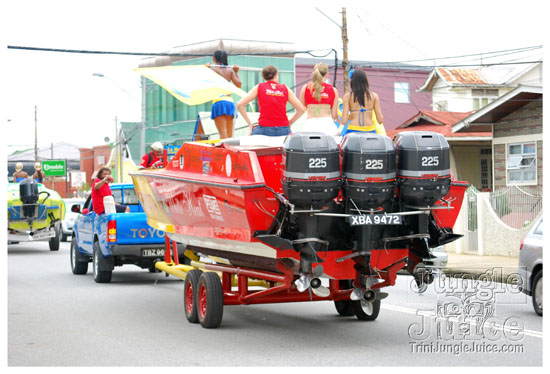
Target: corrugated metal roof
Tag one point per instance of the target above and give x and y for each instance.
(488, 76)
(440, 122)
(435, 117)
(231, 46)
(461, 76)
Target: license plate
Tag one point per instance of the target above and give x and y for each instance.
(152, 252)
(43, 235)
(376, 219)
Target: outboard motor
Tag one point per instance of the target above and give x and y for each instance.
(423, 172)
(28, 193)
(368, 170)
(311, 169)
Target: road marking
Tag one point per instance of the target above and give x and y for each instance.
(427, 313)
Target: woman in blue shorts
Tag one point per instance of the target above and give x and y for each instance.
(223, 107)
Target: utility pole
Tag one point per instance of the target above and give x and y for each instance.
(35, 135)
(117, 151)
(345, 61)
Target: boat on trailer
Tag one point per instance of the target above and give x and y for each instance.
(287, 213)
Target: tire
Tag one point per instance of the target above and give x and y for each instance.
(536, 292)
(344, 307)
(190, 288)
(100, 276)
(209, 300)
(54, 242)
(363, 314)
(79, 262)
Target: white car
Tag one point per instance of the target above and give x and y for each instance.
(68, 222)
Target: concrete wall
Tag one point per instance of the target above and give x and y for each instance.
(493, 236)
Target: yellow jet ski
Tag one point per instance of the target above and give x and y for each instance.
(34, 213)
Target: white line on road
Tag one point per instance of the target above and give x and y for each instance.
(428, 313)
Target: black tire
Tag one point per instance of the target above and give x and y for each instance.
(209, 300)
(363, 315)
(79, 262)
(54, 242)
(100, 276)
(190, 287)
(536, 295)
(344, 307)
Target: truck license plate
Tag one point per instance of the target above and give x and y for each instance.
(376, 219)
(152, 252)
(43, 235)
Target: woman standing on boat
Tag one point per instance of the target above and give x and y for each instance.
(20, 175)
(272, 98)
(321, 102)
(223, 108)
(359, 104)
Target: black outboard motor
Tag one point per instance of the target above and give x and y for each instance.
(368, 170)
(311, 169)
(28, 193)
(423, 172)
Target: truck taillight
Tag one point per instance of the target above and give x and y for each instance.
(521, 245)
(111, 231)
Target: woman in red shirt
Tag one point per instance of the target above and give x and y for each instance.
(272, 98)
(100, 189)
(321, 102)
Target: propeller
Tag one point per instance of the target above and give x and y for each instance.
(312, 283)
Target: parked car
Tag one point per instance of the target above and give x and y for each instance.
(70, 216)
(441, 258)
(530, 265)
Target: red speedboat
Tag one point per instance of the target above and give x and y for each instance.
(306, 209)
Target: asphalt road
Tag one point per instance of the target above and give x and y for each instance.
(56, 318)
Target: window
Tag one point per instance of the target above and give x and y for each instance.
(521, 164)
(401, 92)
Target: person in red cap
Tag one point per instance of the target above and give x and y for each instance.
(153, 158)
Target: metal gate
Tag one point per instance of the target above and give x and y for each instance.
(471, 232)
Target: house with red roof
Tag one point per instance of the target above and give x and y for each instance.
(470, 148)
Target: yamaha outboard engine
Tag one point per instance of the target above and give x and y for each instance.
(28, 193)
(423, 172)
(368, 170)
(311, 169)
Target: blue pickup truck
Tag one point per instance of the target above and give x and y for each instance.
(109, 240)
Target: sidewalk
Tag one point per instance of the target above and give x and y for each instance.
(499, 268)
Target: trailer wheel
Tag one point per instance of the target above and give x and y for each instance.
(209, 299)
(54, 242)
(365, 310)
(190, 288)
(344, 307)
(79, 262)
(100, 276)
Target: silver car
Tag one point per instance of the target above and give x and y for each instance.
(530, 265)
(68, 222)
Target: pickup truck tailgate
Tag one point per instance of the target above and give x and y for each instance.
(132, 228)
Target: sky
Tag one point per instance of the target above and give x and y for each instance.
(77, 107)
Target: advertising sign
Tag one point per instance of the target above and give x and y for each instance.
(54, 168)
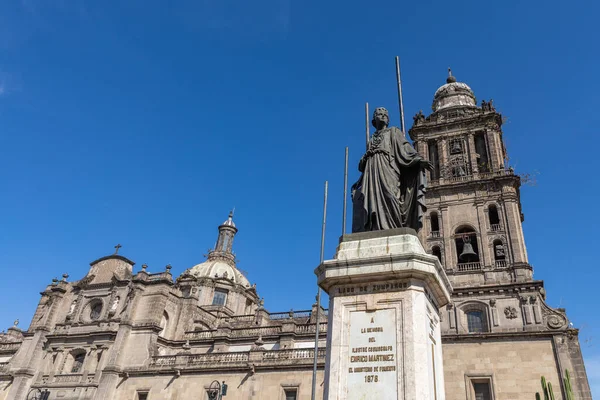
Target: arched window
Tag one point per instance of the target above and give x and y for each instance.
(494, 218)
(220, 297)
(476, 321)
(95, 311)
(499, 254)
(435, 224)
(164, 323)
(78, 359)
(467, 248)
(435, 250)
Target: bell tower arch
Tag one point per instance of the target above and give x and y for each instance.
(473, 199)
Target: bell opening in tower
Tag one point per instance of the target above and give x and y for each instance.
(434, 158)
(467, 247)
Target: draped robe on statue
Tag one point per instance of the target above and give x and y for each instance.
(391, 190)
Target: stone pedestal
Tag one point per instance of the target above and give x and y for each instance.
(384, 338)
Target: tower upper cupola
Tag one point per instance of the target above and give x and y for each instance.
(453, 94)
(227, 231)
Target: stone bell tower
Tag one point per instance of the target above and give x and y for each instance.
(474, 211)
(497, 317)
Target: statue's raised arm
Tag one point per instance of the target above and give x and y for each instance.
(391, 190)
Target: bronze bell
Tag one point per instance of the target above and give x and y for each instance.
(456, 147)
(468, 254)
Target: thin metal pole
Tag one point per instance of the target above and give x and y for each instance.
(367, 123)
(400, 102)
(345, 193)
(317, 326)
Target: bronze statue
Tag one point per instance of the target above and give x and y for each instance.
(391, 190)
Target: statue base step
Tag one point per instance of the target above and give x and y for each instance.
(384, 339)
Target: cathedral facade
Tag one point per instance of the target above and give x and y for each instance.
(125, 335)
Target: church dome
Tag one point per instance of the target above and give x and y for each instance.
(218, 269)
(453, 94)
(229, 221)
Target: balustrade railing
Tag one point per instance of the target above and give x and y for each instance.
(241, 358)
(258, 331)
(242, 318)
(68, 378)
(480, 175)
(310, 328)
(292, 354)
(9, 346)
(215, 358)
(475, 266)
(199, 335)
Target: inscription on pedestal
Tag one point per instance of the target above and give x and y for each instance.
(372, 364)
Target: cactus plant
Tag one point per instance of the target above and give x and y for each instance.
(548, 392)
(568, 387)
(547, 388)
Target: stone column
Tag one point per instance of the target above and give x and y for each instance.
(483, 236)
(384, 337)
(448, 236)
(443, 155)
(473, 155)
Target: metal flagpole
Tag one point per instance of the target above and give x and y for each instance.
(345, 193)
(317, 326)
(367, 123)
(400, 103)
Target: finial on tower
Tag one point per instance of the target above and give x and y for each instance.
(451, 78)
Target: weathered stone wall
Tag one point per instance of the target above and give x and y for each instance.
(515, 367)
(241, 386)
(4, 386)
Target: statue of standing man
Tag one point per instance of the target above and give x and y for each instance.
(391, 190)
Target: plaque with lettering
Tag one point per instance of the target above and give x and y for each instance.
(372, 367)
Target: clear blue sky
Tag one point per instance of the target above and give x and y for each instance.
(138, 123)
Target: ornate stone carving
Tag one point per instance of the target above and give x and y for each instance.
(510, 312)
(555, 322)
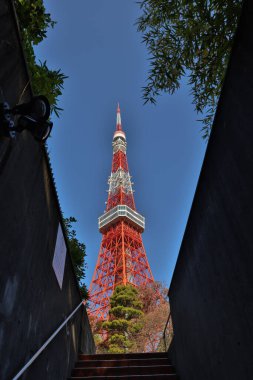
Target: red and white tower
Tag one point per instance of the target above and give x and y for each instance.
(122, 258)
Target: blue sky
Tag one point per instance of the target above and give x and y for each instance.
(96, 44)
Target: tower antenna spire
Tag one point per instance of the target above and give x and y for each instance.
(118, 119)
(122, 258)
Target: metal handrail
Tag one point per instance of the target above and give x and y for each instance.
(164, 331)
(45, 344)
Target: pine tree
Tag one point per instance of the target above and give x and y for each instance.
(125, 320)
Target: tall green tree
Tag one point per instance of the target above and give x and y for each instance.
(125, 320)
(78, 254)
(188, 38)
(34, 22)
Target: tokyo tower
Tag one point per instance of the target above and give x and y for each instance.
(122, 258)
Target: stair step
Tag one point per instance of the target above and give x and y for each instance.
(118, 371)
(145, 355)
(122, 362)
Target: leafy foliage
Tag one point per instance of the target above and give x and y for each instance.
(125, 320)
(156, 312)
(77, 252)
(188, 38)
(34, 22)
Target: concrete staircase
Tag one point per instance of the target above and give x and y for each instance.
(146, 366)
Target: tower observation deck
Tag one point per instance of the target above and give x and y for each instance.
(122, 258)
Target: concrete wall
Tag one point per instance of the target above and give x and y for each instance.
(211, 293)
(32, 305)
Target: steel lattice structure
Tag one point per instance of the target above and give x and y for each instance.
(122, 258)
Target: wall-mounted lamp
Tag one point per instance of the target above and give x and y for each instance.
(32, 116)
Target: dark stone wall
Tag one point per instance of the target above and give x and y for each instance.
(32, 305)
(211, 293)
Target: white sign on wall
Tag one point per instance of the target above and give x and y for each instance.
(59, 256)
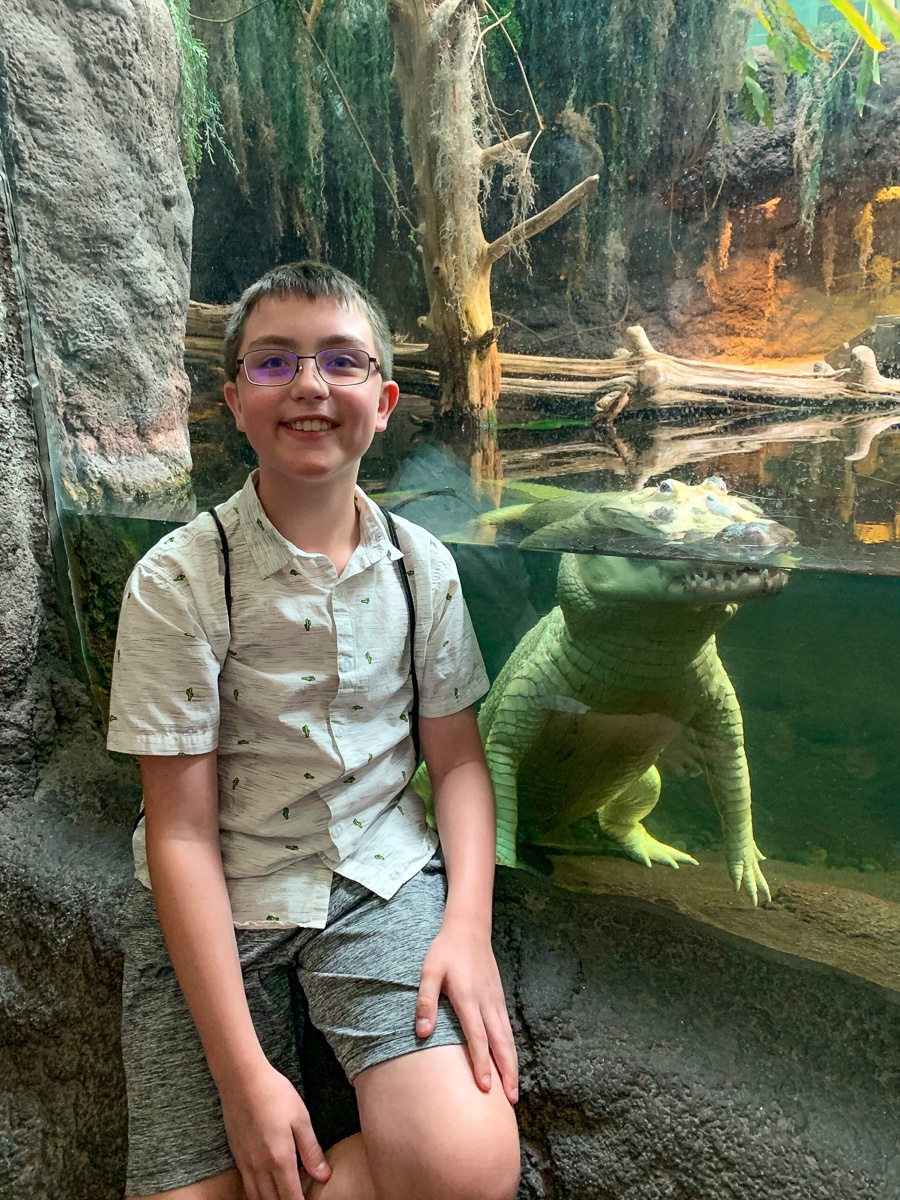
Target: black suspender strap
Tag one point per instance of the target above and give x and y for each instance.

※ ※ ※

WHAT YOU WILL DO - What lines above mention "wall"? Copy each one.

ANSWER SECTION -
Target: concrete wall
Target: weathered stone wall
Target: concrete wall
Target: wall-mounted lamp
Target: dark stone wall
Target: white sign on wall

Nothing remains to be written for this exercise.